PROBLEM STATEMENT: Turn the records below into a Markdown table with the columns Row and Line, giving each non-blank line its own numbered row. Leave the pictures out of your answer.
_ _ _ _
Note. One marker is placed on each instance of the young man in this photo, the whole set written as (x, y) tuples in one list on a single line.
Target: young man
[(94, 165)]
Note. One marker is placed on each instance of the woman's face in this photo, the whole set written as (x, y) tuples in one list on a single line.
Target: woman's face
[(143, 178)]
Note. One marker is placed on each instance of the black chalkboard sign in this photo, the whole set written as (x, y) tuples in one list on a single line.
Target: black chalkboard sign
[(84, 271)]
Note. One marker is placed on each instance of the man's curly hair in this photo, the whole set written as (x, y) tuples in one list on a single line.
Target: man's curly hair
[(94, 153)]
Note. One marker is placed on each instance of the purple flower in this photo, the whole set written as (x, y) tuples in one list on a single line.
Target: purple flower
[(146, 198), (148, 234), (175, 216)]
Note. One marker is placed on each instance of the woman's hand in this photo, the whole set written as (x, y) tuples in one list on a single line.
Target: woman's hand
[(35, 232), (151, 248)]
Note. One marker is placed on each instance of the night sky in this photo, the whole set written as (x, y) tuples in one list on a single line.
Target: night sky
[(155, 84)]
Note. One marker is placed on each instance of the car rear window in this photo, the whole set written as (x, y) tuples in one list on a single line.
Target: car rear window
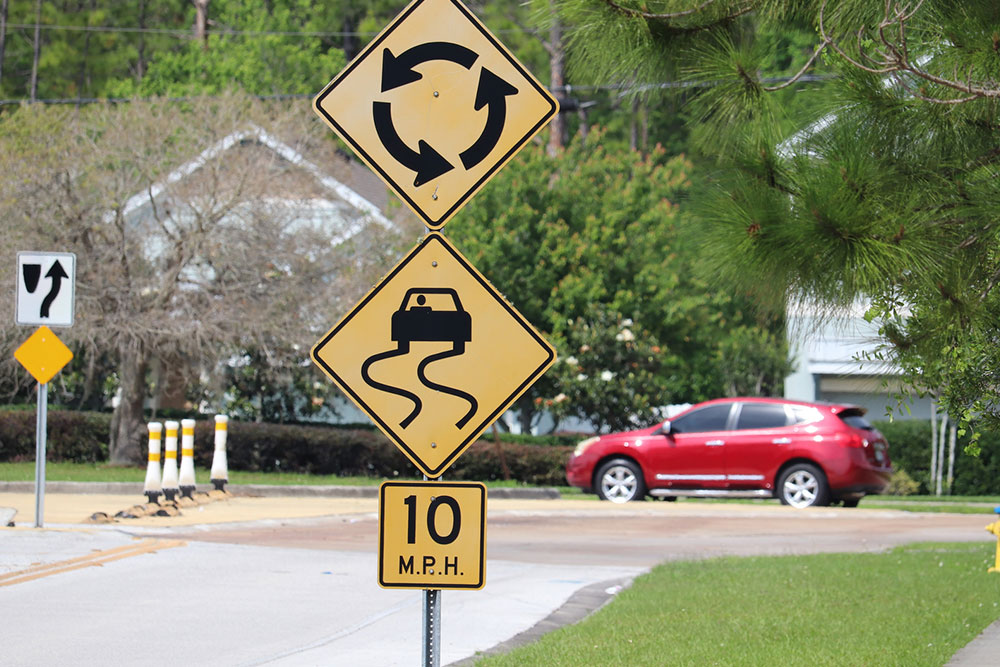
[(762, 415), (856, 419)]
_ _ _ _
ANSWER IN FULL:
| Row | Line |
|---|---|
| 1 | Note. One marker is placed on each instance of the young man in this photo, the whole set written as (x, y) tuples in one list on a single line. |
| 2 | Target: young man |
| 3 | [(94, 165)] |
| 4 | Note. One marker is placed on each instance of the woman's face in this photo, the whole set written as (x, y) tuples in one list on a single line. |
| 5 | Target: woman's face |
| 6 | [(143, 178)] |
| 7 | Note. One marker is placed on each instance of the black chalkboard sign in this photo, the whole set written as (x, y) tuples in one list on a single line. |
| 8 | Target: black chalkboard sign |
| 9 | [(84, 271)] |
| 10 | Note. One marker is placed on each instance of the man's curly hair in this photo, the whole set written as (x, y) tuples in one list on a single line. |
| 11 | Target: man's curly hair |
| 12 | [(94, 153)] |
| 13 | Note. One marker is placed on each instance of the purple flower in this photo, the whole set written as (x, y) tuples in one list on a single line. |
| 14 | Target: purple flower |
| 15 | [(146, 198), (148, 234), (175, 216)] |
| 16 | Note. One marker is placed on each instance of the woman's hand in this photo, the whole set written as (x, y) tuples in one list on a single line. |
| 17 | Target: woman's hand |
| 18 | [(35, 232), (151, 248)] |
| 19 | Note. One marker is placed on each instance of the night sky in this photo, the whole set written as (x, y) tuples in one list on a single line. |
| 20 | Target: night sky |
| 21 | [(155, 84)] |
| 22 | Note. One marker is placed on each instance of the car rear window in this photo, the whole set written as (x, y) tuples in one list on a single line. |
| 23 | Target: car rear window |
| 24 | [(762, 415), (856, 419)] |